→ Written instruction 1: Gather every row that contains the string "tower".

→ Text to read:
Given the library declaration:

library games.tictactoe;

The bindings code for this library is generated into a fidl_games_tictactoe_async dart library. The fidl_ prefix and _async suffix are hardcoded by the FIDL toolchain.

This code can then be imported using:

import 'package:fidl_games_tictactoe/fidl_async.dart' as tictactoe;

Constants

All constants are generated as a const. For example, the following constants:

const uint8 BOARD_SIZE = 9;
const string NAME = "Tic-Tac-Toe";

Are generated as:

const int BOARD_SIZE = 9;
const String NAME = "Tic-Tac-Toe";

The correspondence between FIDL primitive types and Dart types is outlined in built-in types.

Fields

This section describes how the FIDL toolchain converts FIDL types to native types in Dart. These types can appear as members in an aggregate type, as parameters to a protocol method, or as the type contained in an event or method response Future.

Nullable types do not have different generated types than their non-nullable counterparts in Dart.

Built-in types

The FIDL types are converted to Dart types based on the following table:

FIDL Type Dart Type
bool bool
int8, int16, int32, int64, uint8, uint16, uint32, uint64 int
float32, float64 double
array<int8>:N, vector<int8>:N Int8List
array<int16>:N, vector<int16>:N Int16List
array<int32>:N, vector<int32>:N Int32List
array<int64>:N, vector<int64>:N Int64List
array<uint8>:N, vector<uint8>:N Uint8List
array<uint16>:N, vector<uint16>:N Uint16List
array<uint32>:N, vector<uint32>:N Uint32List
array<uint64>:N, vector<uint64>:N Uint64List
array<float32>:N, vector<float32>:N Float32List
array<float64>:N, vector<float64>:N Float64List
array<T>:N, vector<T>:N List<T>
string String
request<P> fidl.InterfaceRequest<P>
P fidl.InterfaceHandle<P>
handle<channel> zircon.Channel
handle<eventpair> zircon.EventPair
handle<socket> zircon.Socket
handle<vmo> zircon.Vmo
handle<S>, handle zircon.Handle

Response and event parameters

Method response and event types (see Protocols) are represented using Future<T>, where T is a type containing all of the response/event parameters. This section describes how the FIDL toolchain generates this inner type T.

→ Written instruction 2: In the table of the FIDL-to-Dart text above, which Dart types do the FIDL handle types become? List them all.

→ Dataset:
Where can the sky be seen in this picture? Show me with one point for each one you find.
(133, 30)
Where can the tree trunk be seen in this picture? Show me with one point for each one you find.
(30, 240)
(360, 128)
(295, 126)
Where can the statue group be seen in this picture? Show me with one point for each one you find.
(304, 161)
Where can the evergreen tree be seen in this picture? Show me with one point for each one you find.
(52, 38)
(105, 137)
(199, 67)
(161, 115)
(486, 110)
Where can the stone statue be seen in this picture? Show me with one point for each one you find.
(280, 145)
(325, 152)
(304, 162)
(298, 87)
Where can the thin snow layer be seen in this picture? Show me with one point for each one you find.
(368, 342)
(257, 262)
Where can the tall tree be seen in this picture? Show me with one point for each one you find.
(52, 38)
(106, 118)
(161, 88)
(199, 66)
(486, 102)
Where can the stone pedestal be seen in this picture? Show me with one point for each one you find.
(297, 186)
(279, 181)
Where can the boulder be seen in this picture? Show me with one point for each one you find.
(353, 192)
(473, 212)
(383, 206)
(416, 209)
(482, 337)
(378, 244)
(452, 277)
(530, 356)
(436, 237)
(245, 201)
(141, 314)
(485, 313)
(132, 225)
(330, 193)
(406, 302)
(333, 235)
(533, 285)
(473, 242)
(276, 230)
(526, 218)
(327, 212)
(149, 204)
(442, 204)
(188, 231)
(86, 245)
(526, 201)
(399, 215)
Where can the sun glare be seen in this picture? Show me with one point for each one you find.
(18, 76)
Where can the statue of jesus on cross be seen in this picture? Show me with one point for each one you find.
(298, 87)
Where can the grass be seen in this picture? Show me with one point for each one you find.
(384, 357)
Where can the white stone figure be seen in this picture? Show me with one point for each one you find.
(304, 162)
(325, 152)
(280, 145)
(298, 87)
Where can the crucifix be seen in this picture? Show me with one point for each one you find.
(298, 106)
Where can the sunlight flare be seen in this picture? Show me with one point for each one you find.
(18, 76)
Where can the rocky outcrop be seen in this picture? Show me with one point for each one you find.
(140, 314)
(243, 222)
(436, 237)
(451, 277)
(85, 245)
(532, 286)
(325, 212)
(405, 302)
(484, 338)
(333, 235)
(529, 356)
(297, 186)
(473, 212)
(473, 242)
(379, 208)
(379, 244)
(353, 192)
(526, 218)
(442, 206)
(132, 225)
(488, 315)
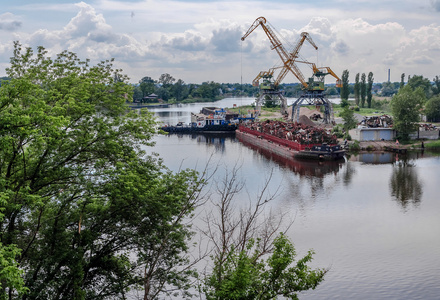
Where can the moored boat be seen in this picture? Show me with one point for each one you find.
(210, 119)
(292, 140)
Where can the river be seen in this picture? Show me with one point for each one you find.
(373, 220)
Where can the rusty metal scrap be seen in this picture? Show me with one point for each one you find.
(296, 132)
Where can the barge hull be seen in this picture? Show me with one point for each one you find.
(285, 151)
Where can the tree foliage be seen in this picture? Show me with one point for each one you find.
(369, 89)
(246, 275)
(345, 90)
(406, 107)
(91, 214)
(418, 81)
(357, 89)
(250, 259)
(432, 109)
(436, 86)
(363, 89)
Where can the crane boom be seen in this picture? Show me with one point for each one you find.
(287, 58)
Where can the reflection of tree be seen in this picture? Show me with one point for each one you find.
(404, 184)
(349, 171)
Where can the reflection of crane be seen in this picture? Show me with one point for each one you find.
(314, 90)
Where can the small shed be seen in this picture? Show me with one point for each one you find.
(373, 134)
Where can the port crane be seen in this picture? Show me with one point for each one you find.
(313, 88)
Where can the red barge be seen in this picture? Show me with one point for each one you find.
(290, 148)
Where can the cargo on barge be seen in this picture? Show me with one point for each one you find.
(291, 140)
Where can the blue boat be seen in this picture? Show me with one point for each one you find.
(210, 119)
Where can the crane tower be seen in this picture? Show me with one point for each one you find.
(313, 88)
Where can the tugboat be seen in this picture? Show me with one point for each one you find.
(210, 119)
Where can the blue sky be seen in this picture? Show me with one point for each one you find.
(199, 41)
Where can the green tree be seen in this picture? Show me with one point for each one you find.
(369, 89)
(180, 90)
(166, 80)
(432, 109)
(246, 275)
(363, 89)
(357, 90)
(345, 90)
(419, 81)
(436, 86)
(402, 80)
(240, 249)
(406, 107)
(92, 215)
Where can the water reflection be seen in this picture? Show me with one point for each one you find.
(373, 157)
(216, 140)
(404, 183)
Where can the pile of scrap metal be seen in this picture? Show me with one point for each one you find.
(427, 127)
(384, 121)
(296, 132)
(315, 117)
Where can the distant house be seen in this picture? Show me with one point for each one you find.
(372, 134)
(150, 98)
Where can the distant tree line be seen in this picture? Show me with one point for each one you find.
(168, 89)
(419, 96)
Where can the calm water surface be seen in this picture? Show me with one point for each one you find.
(373, 220)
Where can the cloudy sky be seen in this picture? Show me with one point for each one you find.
(197, 41)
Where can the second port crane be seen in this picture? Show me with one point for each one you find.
(313, 88)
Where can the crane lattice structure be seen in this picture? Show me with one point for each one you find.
(313, 88)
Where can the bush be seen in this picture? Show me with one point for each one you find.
(355, 146)
(347, 136)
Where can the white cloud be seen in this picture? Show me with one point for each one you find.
(194, 39)
(9, 22)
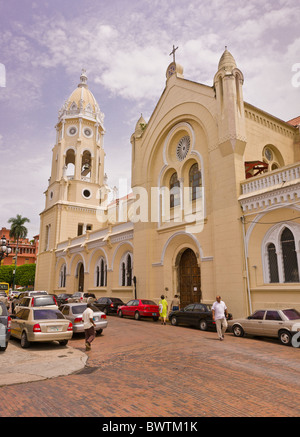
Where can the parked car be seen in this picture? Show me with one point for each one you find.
(138, 308)
(282, 324)
(195, 314)
(40, 324)
(4, 298)
(74, 311)
(82, 297)
(63, 298)
(108, 304)
(5, 327)
(38, 300)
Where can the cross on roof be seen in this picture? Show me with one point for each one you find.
(173, 52)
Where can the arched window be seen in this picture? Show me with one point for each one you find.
(195, 181)
(62, 276)
(126, 270)
(273, 264)
(289, 256)
(174, 190)
(280, 256)
(101, 273)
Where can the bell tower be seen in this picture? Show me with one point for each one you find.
(228, 83)
(77, 175)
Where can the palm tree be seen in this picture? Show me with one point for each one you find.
(17, 231)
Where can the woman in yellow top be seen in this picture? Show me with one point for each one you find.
(163, 309)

→ Full answer 1:
Where can the crane tower be seen in this picture? Show me with one point for each one you find.
Where can the bell tower be seen in this picture? Show me with one point for each one you find.

→ Full answer 2: zircon.Channel, zircon.EventPair, zircon.Socket, zircon.Vmo, zircon.Handle